• [Problem statement] From the first line to the last, retype the data below exactly.

• [Records to process]
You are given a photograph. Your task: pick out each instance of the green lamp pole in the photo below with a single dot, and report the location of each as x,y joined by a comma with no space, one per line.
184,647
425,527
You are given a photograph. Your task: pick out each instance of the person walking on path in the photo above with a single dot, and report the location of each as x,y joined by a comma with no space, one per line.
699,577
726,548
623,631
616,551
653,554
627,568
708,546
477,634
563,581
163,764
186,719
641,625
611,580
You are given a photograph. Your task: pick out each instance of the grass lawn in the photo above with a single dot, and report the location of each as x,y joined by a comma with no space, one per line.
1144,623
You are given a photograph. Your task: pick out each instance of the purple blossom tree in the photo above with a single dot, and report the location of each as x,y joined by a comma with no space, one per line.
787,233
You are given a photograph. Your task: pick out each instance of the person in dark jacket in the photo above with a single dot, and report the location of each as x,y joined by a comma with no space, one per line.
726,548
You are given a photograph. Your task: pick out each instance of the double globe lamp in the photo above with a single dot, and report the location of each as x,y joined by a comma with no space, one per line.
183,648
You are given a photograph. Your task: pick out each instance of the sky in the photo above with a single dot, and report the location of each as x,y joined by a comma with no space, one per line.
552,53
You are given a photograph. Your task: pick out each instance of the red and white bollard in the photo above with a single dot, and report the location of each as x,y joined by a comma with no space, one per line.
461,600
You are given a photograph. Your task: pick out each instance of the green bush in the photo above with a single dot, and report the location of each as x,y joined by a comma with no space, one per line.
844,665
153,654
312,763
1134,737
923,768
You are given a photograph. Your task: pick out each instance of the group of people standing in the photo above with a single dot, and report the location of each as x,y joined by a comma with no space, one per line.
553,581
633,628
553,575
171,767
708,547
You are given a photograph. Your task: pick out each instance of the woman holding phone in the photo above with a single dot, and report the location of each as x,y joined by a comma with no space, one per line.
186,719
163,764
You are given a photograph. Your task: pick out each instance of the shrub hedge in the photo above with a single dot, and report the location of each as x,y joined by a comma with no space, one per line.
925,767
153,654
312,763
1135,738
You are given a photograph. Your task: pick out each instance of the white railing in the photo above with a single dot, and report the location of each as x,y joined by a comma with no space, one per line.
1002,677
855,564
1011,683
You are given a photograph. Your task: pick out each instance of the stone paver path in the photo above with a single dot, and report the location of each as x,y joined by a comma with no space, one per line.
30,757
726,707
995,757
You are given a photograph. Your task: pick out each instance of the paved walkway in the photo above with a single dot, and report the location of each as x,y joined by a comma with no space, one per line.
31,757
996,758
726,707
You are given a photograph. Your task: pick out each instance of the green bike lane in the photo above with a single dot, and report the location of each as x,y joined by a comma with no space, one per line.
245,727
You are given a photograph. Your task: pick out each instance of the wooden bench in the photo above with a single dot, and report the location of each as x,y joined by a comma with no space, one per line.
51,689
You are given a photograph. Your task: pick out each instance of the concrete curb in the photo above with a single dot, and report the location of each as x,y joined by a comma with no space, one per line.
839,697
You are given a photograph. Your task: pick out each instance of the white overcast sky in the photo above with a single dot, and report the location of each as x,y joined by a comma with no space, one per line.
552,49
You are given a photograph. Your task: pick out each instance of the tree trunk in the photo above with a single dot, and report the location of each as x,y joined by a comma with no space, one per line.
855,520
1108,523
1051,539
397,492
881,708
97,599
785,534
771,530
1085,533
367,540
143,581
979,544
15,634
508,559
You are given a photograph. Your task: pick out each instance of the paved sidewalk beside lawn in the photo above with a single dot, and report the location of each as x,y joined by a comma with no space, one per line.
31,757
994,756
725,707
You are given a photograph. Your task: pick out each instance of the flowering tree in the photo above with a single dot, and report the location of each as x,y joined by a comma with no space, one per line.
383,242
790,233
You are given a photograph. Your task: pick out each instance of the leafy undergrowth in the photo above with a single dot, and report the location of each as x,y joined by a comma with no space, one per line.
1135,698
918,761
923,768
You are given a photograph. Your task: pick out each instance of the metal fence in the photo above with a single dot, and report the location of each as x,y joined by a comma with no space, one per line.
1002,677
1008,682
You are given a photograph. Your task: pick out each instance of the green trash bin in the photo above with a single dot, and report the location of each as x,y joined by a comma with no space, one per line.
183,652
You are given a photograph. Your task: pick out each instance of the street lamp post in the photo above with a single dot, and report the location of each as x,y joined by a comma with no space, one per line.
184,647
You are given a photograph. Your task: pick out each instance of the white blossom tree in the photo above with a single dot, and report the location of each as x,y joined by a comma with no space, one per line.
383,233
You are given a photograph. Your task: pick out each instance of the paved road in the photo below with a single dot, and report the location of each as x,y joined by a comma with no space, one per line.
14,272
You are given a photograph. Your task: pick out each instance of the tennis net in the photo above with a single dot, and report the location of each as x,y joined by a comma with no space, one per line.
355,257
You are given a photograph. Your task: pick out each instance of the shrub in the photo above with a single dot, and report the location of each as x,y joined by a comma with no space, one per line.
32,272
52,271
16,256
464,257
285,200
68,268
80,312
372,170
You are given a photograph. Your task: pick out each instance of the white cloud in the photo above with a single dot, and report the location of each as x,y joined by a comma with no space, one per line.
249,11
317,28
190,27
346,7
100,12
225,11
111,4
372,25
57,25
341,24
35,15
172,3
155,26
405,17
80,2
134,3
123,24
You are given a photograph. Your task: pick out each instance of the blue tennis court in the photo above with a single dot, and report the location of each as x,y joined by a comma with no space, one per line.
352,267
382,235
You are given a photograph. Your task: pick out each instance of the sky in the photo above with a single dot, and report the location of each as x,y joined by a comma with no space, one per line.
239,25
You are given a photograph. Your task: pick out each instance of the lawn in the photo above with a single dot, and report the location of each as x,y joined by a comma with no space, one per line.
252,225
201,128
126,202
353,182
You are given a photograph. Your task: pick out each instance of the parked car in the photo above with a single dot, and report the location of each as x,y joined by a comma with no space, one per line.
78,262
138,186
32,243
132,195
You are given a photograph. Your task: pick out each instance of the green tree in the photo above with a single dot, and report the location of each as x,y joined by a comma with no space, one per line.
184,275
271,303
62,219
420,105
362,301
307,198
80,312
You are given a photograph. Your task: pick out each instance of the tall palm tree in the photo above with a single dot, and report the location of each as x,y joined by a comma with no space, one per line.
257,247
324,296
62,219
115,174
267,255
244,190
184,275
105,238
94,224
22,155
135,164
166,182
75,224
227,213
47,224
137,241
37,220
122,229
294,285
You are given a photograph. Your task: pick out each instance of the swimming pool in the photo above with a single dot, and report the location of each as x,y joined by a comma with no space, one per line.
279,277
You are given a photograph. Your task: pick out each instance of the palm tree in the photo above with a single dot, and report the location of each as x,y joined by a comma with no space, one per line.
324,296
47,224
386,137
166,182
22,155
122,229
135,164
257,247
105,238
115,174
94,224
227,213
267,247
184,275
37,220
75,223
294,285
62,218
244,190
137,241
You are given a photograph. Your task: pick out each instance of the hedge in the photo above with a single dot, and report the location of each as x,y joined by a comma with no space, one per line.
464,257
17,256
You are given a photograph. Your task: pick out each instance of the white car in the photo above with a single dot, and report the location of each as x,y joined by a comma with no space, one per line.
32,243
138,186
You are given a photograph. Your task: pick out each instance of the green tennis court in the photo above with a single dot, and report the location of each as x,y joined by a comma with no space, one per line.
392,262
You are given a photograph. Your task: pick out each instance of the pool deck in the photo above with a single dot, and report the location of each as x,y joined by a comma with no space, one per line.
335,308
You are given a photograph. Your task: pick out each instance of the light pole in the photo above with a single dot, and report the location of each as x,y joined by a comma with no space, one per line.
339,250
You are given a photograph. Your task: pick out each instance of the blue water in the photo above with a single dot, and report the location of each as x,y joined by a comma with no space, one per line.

• [The completed task]
You are given a photograph. Your task: pick out each instance of the green lamp pole in the photo below with a single dot, and report the location of each as x,y joined by a comma with no space, one per line.
184,647
425,527
You are given a photograph. Your task: pick out each instance of the person walking on path in the photo above with a single dot, and report the location of each as x,y joined by a comma with no space, one per line.
699,577
726,548
623,631
616,551
653,554
627,568
708,546
477,634
563,581
163,764
186,719
641,625
611,580
You are given a photograph. Your task: pick out each instance of the grass lawn in the photo above with a single dot, and report the location of each as x,y joined by a comma with no space, one per line.
1144,623
You are given a photograph. Your task: pick out each instance of the purple blossom tree in the photo above with a single dot, and report the location of each as x,y joined by a comma with no space, one per line.
787,233
You are given a photograph. Your task: pick out each instance of the person in dark jacket in the photo above with a single dot, and report the location of each as x,y joined by a comma with no space, one per line.
726,548
You are given a photograph. Your task: pick out each instance of the double globe lamp in the photo above with a single dot, and report the location of each as x,y joined by a comma with no space, one per line.
183,648
You are given a photograph. Your task: pick out each instance of the sky in the photo above with a single dot, and report the location of each as x,y joined by a comma with no space, one per line.
552,53
You are given a photograph. Your task: pick out each instance of the red and white bollard in the photo above with a single dot, and report the location of each as x,y joined by a comma with no space, one per line.
461,600
You are given a photograph. Your task: pick out each instance of the green bush in the photo above with a single dot, and report the location of each as x,y joined by a comma with no space, one per line.
844,665
153,654
312,763
1134,737
923,768
You are given a photograph. Your task: pick out each instance of the group of people standing in the photo above with a single dot, and report the location of each as x,y joined by a comma with no space, one per line.
553,581
633,628
553,575
171,767
708,547
You are given a photograph. Your task: pick out each instance of the woman holding phone in the photo above with a single dot, and report the location of each as x,y joined by a comma with no space, one per line.
186,719
163,764
You are given a photograph. Your task: pick out each instance of the shrub hedge in the photo above with a single dot, and report the location of each as x,y joined by a comma with no space, one per line.
925,767
153,654
312,763
1135,738
You are given a photograph. Your task: pick out each instance of the white railing in the photo above with a single dot, and report the location of each as x,y joined by a comma with no space, one per line.
1002,677
855,564
1011,683
You are given a photograph. Your task: pick out each instance of the stone paver path in the photo above with a single dot, and report the location of each as x,y joined by a comma with no space, one per line.
30,757
726,707
995,757
You are given a photograph. Your task: pick out each instance of the paved walkway in the photo above with a single dot, and report the location of each as x,y joined by a comma with no space, one per line.
31,757
996,758
726,707
You are given a photograph. Your task: pick out each instance of the green bike lane in the photo above with a single dot, and report the location of each as x,y joined by a comma with no space, one per line.
245,727
You are given a photograph. Your task: pick out each instance of the wooden bench in the photo above with a single dot, and report the location of each as x,y joined by a comma with no space, one per line.
51,689
You are given a photograph. Your task: pick out each instance of the concrete curb in the photo above with a single dot, and report the location of each as x,y joined by a comma with no space, one per line.
839,697
You are given a photograph. Your task: pick out each instance of the white overcast sky in the photo above with a single dot, and report the location of each as x,y joined by a comma with no space, one per line.
552,49
You are given a photograph. Your task: pick out each instance of the tree trunk in the photo above with a single dot, and report the location of each as x,y joined by a comma with no space, one per line.
855,520
1108,523
1051,539
397,492
881,708
97,599
785,534
771,530
1085,533
367,540
143,581
979,544
15,634
508,559
You are given a photograph. Your task: pick out each instance of the paved sidewalk beside lawn in the photo above with a single dot, and report the location of each as x,y joined by a comma with no space, one per line.
31,757
994,756
725,707
You are given a photograph. Your task: pick out each instance of the flowering tree in the photo above with a single dot, and report the location of each as x,y joined by a comma with no space, one per line.
383,242
790,233
You are given a photograph. Your task: pick out each instance of the leafy undergrowth in the photo above with a single dot, and report the location of each as x,y joined by a comma with no space, one per line.
1135,698
918,761
923,768
You are given a photograph. Your task: pick out each instance of the metal fence in the photo above with a single dot, and report the location of each as x,y joined by a comma with no space, one per line.
1002,677
1008,682
You are given a photograph. Your task: pick out each instance of the green trash bin in the photo above with a single dot, and report the location of each as x,y joined by a comma with no space, one per line.
183,652
You are given a photograph. Your task: pick out each instance of the street lamp post in the photo above with a single dot, and report the location of each as x,y joined by a comma with no space, one per line.
184,647
You are given a photograph. Your task: pick out each instance of the white blossom tree in the photo above with a single dot, and report the location of each as x,y joined by a comma with no space, one per line.
383,233
You are given a photograph. Your task: pick out each instance of the paved road in the photo below with a single dot, and report the location of each as x,y joined by a comma with no space, one per line.
14,272
You are given a photograph. Your task: pick out each instance of the tennis net in the photo above with a single dot, and report the location of each as x,y joined by a comma with no space, one per line.
355,257
You are given a photograph. Your task: pick out each instance of the shrub in the photo above with a single dot, and report the location of each as x,y joined by a comma with no space, one per line.
32,272
52,271
16,256
464,257
285,200
68,268
80,312
372,170
You are given a photograph. Your task: pick out each instance of the white cloud in the photo above with a single dot, and report the location of each as x,y joined by a comma with no space, one per line.
249,11
317,28
190,27
346,7
100,12
225,11
111,4
372,25
57,25
341,24
35,15
172,3
155,26
405,17
80,2
134,3
123,24
You are given a photograph. Your task: pick out each instance of the blue tennis court in the photo above with a single dot, and report the location of each as x,y joined by a comma with no space, one per line.
352,267
382,235
You are given a photograph. Your task: pick out each instance of the sky in the photo above with a single dot, and report the location of each as x,y joined by a comma with no space, one per line.
239,25
You are given a photograph. Your task: pick out each instance of the lawn in the photo above with a single dot, and report the location of each as x,y joined by a comma with no space, one per line.
252,225
201,128
126,202
353,182
You are given a photograph. Your task: pick out each instance of the parked car in the photo above with a single dot, and report the location of each as x,y joined by a comma with no space, one per line.
78,262
138,186
32,243
132,195
You are given a photograph. Your task: pick out each instance of the green tree in the photo above with a single dot, and report the location of each as x,y joined by a comma with no space, one per line.
184,275
271,303
62,219
420,105
362,301
307,198
80,312
You are given a photograph. Your task: pick out each instance of the tall palm tree in the photo above with a single dot, and report the location of each as x,y joined by a comma with no space, one per line.
257,247
324,296
62,219
115,174
267,255
244,190
184,275
105,238
94,224
22,155
135,164
166,182
75,224
227,213
47,224
137,241
37,220
122,229
294,285
You are given a photograph. Your task: pick out each instance of the swimming pool in the photo above with a single dot, and report the location of each as x,y joined by a comma with no space, one per line.
279,277
You are given a photograph. Your task: pick out each instance of the palm tree in the photo above with a single dot, and report the location of each as x,y joined by a comma with no space, one per line.
324,296
47,224
386,137
166,182
22,155
122,229
135,164
257,247
105,238
115,174
94,224
227,213
267,247
184,275
37,220
75,223
294,285
62,218
244,190
137,241
You are given a photograph. Your task: pick out each instance of the hedge in the photo above with a single dot, and report the location of each as x,y joined by a comma with no space, one per line.
464,257
17,256
You are given a photograph. Your task: pick out each instance of the white car in the photo above with a single dot, and report the location of each as x,y joined by a comma with no space, one per line.
32,243
138,186
You are given a photograph. Your task: pick out each instance of the green tennis court in the photo above with a single dot, and report the location of each as x,y joined by a comma with no space, one per line.
392,262
You are given a photograph. Your task: pick out each instance of the pool deck in the photo above with a single dot, and report the location of each as x,y joined by a comma with no space, one per line.
335,308
You are given a photograph. Your task: pick out each instance of the light pole in the photo above with a single dot, and report the location of each as x,y joined by a comma with no space, one per line.
339,250
You are given a photograph. Your task: pick out each instance of the blue water in the photo above with a single dot, and report the location of each as x,y joined by a comma with no space, one per line.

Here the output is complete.